> **Try it**
Set out the records below again exactly; skip the images.

═══ Provided entries ═══

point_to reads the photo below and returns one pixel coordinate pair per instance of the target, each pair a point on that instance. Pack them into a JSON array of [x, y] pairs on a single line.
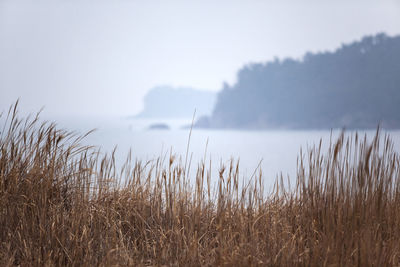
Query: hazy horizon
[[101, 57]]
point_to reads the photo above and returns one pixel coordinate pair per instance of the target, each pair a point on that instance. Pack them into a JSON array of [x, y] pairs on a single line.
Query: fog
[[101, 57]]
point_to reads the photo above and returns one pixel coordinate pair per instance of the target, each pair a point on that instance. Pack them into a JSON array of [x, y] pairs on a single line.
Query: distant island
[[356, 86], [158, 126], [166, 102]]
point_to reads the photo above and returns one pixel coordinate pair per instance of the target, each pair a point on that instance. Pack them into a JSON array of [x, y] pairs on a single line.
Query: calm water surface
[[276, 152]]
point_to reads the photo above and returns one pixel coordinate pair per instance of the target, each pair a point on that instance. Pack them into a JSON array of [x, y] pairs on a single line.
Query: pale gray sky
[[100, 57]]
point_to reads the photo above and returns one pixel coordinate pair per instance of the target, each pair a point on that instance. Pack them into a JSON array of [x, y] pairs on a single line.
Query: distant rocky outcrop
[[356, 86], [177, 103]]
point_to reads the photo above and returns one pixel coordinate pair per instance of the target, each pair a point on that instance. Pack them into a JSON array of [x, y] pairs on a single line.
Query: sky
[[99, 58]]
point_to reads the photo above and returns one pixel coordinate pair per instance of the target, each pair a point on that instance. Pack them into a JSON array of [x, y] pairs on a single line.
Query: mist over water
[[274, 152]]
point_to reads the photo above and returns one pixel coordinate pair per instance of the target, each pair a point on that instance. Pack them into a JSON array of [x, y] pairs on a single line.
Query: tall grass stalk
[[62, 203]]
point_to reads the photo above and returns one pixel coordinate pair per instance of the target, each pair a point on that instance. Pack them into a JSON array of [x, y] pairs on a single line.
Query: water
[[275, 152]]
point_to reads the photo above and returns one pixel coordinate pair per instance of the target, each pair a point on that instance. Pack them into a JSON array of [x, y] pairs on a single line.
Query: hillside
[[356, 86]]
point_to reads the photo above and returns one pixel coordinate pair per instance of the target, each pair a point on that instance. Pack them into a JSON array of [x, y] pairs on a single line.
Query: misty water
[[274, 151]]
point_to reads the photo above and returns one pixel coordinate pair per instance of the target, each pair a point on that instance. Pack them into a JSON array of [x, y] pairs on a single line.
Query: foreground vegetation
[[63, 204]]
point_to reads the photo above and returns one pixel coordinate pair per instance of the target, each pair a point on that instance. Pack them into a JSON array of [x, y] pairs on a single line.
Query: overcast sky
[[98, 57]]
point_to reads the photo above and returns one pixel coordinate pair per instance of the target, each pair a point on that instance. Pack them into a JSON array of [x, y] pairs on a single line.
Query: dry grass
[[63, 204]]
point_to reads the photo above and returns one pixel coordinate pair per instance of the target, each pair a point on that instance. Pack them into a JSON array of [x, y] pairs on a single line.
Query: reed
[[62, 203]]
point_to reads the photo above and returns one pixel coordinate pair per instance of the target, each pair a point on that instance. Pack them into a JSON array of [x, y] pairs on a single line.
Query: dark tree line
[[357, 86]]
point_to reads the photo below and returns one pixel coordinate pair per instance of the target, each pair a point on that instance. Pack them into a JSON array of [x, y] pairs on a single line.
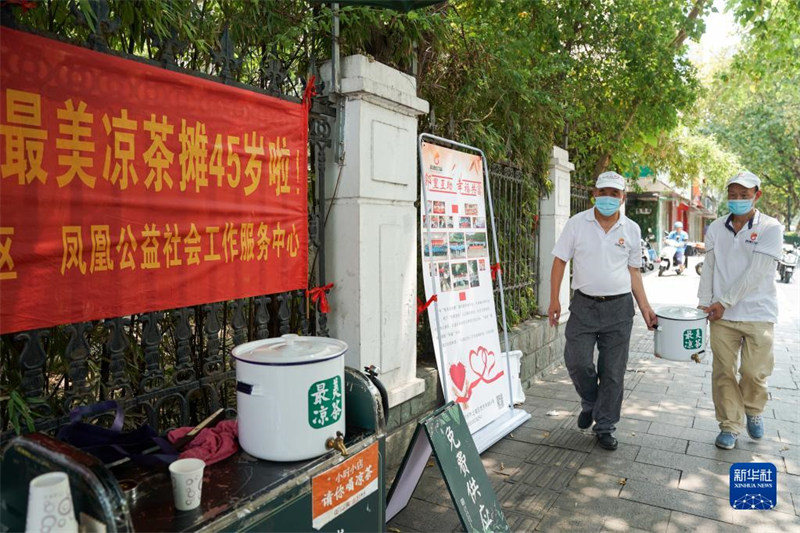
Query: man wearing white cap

═══

> **Exercise answer**
point_to reads the photo below and returns one pixel coordinate pair per instance of the target, each pair a point on that instance. Pack them into a JSON array of [x, y] pairs on a single line.
Query: hazy horizon
[[101, 57]]
point_to reads the photo above and returns one pixel coordinate pair per instance of the target, each pair a point on that instance. Pack them into a JSON array of [x, y] pairs on a single line.
Query: fog
[[101, 57]]
point_to reads the photo above and returns one pixel coordinate pair per instance of the target, each pair a point on that instance. Pack them into a JSON array of [x, y] pairs on a single line.
Query: distant island
[[356, 86], [158, 126], [166, 102]]
point_to reads the photo above and returns one pixel coordinate pair per instance of the target, each pair a point on that instance. Pack them into a JSON array of [x, y] pairs on a single line.
Query: calm water surface
[[276, 152]]
point_to reads the photo above and returns one pixel coordinate pair per instance of the target, each pair a point on that instance. Pack them into a JSON array of [x, y] pairs on a single line.
Query: pale gray sky
[[100, 57]]
point_to reads the photo above and returns one pixel coordinate pair per instance of the target, each pair a point on that instance. Pack them into a JSON array of [x, y] pairs on a single line.
Query: distant rocky outcrop
[[356, 86], [177, 103]]
point_to reads the photo above and returns one pixel coordinate pair per instance of the target, each pair a point on that instance. Pack them into a JSON array of [x, y] pairs on a single line.
Query: sky
[[99, 58]]
point_to reads the photo above and returns one pixel coordinate pair per instance of the target, each pair a point on that instance. Pack them into a JSON array of [x, y] pairs on a single line.
Query: mist over water
[[274, 152]]
point_to reads the photo above and returns one pixel coordinate pair per instance of the target, each pair a point on that instance. Pack them into a JSON array of [x, y] pairs on a single line.
Query: tall grass stalk
[[62, 203]]
point_to reads the photo above and returns one pixel coordinate pair per instance of the target, each pair a point on that instance. Pack them into a JSON array of [x, y] pairs on a single line.
Query: water
[[275, 152]]
point_to reads the photo above and returns one pixel coordinate pair per instance of the target, each pair a point on that instance. Pack them into a JSON array of [x, y] pairs on a single line.
Query: hillside
[[356, 86]]
point_to reads the photo above and returns one pixel coordinate pair per instance of the target, each pair a point on that instance. Pack them into a JSON array of [x, y] pairs on a single line.
Query: misty water
[[274, 151]]
point_to reads the photo above and returns one pixel coordinate pair per instance of the target, each pair a point on that instance. Pack them into a JSON array of [x, y] pairs on a single line.
Query: foreground vegetation
[[63, 204]]
point_to reads the photo above and returns one pixel coordinate pair per instance of the target, each pair a point on that instance. Pack them into a JSON array of [x, y] pairs on a single line.
Query: overcast sky
[[98, 57]]
point_to reads the photo above and returns one pixel coordinate pair per instance of the target, each pair a point on that instance. Pack them into a JSON array of [x, y] pairs on a single line.
Query: dry grass
[[63, 204]]
point_to reads the photo above and returns one pixel coordinate pair per instance of the target, each pair a point on that instance. Pack them into a JSON array of [x, y] pairs on a single line.
Query: reed
[[62, 203]]
point_to reads the photo above and returns one pixel coordinate pair per instance of the target, each pair a point on that instance. Pack them into a JSON array of [x, y] pairs on a single line.
Query: dark tree line
[[357, 86]]
point_to reads the photo below and returns one pixel coordinate pair per instance of the target, each pair a point on that instance. Pack them into a JSON array of [x, y] pairs on a single line.
Query: man wearing white cap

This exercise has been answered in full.